◆ To do
[1] Decide whether each statement below agrees with the text about adoption assessment. For each, answer yes or no and quote the deciding words from the text.
(a) The assessors will need to contact the applicant's ex-partner.
(b) Having a malicious ex-partner will stop an application from succeeding.
(c) The assessment looks only at the applicant's current relationship.
[2] According to the text about adoption assessment below, why do a couple need to have been together for a time?
[3] Carry on the text about adoption assessment below from its last sentence.

Document section below:

They definitely will need to get hold of your ex-partner. It doesn't need to scupper you, they will take into account if he has mental health difficulties, and tehy have certainly met there fair share of abusive and malicious ex partners if that is the case with you. Plenty of poeple with malcious ex's still get approved to adopt!
The assessment may or may not be traumatic depending on the person. You will have to go over your pregnancy attmenpts and miscarriages and your feelings in depth howeve. You will also have to go through your past relationships in detail, and of course your current one!
There is a reason it is bad, though, honest. The children who, as you rightly say, need loving nurturing homes, are often very traumatised, abused children. They are experts in survival at all costs, survival of the fittest, and they can and will test your relationship to its limits. You need to be rock solid together, as a young child can still expertly find any cracks in your relationship, and drive a wedge in there, and try to split you to their own advantage. it sounds kind of crazy at first, but it is how they automatically operate - they know for a fact that they can survive in chaos, so they try to recreate that chaos wherever they go, and they find a loving nurturing home a threat to them. So that is why they will go over all of your relationships past and present in such detail - what coping mechanisms do you have, where are the cracks if any, what caused other break ups in the past?? That's also why you need to have been together for a time - you will need to be this solid team together.

End of Document section.
Extracted records below:

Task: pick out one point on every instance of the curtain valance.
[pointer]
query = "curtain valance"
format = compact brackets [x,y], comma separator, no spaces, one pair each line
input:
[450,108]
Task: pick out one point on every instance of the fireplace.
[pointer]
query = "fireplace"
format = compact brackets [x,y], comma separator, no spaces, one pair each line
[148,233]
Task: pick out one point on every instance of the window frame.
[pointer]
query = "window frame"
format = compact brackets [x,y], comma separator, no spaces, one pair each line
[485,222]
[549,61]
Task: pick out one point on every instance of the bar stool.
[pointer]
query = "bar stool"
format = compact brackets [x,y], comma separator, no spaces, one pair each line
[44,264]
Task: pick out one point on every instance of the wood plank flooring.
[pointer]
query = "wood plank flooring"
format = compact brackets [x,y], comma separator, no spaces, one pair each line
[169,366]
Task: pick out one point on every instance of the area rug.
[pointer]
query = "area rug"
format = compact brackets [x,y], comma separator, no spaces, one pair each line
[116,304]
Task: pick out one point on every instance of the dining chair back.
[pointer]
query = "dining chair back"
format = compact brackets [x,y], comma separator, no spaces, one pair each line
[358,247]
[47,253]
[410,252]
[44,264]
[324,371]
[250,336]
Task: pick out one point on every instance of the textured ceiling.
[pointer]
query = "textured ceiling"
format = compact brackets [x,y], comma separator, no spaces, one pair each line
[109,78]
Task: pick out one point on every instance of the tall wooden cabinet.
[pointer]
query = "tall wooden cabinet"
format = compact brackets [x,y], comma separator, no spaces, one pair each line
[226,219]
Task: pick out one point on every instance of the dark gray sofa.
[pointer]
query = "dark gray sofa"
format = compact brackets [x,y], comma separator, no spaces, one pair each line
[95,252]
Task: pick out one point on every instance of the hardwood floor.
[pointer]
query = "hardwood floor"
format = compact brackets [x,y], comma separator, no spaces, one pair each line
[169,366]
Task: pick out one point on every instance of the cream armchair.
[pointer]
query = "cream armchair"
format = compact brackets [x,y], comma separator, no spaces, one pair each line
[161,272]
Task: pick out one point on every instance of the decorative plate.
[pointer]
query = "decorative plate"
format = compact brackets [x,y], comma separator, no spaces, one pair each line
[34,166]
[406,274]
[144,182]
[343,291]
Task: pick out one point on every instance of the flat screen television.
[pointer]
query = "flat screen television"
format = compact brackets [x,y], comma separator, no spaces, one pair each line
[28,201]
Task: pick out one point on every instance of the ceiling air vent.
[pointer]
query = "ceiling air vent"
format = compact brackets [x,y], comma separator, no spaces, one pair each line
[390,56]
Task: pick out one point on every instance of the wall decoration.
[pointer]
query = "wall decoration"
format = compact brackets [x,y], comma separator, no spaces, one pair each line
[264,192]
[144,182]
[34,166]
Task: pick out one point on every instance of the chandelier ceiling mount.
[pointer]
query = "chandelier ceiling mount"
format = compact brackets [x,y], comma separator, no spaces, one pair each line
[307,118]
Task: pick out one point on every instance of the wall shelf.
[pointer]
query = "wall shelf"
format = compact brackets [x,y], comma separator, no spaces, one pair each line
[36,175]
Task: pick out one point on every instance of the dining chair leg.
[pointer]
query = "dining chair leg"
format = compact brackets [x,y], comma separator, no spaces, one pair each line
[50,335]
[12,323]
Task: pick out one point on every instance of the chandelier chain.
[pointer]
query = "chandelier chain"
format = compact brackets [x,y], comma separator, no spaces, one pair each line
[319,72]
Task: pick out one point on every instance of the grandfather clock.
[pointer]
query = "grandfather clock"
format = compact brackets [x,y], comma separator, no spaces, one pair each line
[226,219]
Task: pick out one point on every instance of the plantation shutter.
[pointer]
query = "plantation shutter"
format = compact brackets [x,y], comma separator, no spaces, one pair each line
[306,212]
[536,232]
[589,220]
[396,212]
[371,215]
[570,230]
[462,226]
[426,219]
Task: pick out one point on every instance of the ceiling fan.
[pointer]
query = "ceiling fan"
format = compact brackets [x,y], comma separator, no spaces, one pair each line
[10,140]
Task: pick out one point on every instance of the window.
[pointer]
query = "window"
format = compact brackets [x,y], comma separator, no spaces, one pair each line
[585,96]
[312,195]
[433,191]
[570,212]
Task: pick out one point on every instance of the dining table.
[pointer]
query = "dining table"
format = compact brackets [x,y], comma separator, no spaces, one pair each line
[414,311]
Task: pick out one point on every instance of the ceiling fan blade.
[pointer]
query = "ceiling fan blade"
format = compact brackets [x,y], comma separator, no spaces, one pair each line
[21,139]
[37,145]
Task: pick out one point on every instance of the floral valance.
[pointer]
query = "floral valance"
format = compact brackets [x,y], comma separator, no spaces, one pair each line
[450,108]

End of Extracted records.

◆ Answers per task
[1]
(a) Yes: "They definitely will need to get hold of your ex-partner."
(b) No: "It doesn't need to scupper you"
(c) No: "You will also have to go through your past relationships in detail, and of course your current one!"

[2] They will need to be a solid team together.

[3]
So for me it isn't the process personally, but afterwards! If what i read is correct, then a third of adopted kids have some problems, a third have moderate problems, a third have severe problems.
Some can mean lots of things but generally managable behavior - maybe they get very over anxious and clingy, or never go to sleep, or can be aggressive sometimes or have ADHD or sensory issues, lots of delays, or big trouble making friends etc... probably a combination of lots of these
Moderate - you are talking my DD's in this category from my perspective. Both of them are emotioanlly imature for their age. DD1, she has attachment issues, can be controlling still, still vulnerable at 24.. but when she came she was constantly attempting to touch me or worse in a very innapropraite way, she coud have 3 hour screaming tantrums, she could not manage mainstream school at all, she tried to control a lot of things and attempted to be the boss most of the time.. this was all day every day for several years. She could not sleep at night much, needed the security of door alarm on her bedroom door, needed my total 24/7 supervision around all other adults and children becasue otherwise she wold try innapropriate things with them etc etc.
Severe - Now you are talking kids with severe RAD (if you wan to adopt, you need to know about this), multiple mental health problems, school exclusions, police involvements, violence frequently and most need to move away from family into treatment centres for wrap around therapy.. many of these placements disrupt altogether.
So yes, adoption is many things, a lot of them positive, just look at my amazing kids
. I don't know any adoptive families who do not love theri children from the bottom of their hearts whatever their problems but it is HARD and NOT for the faint hearted.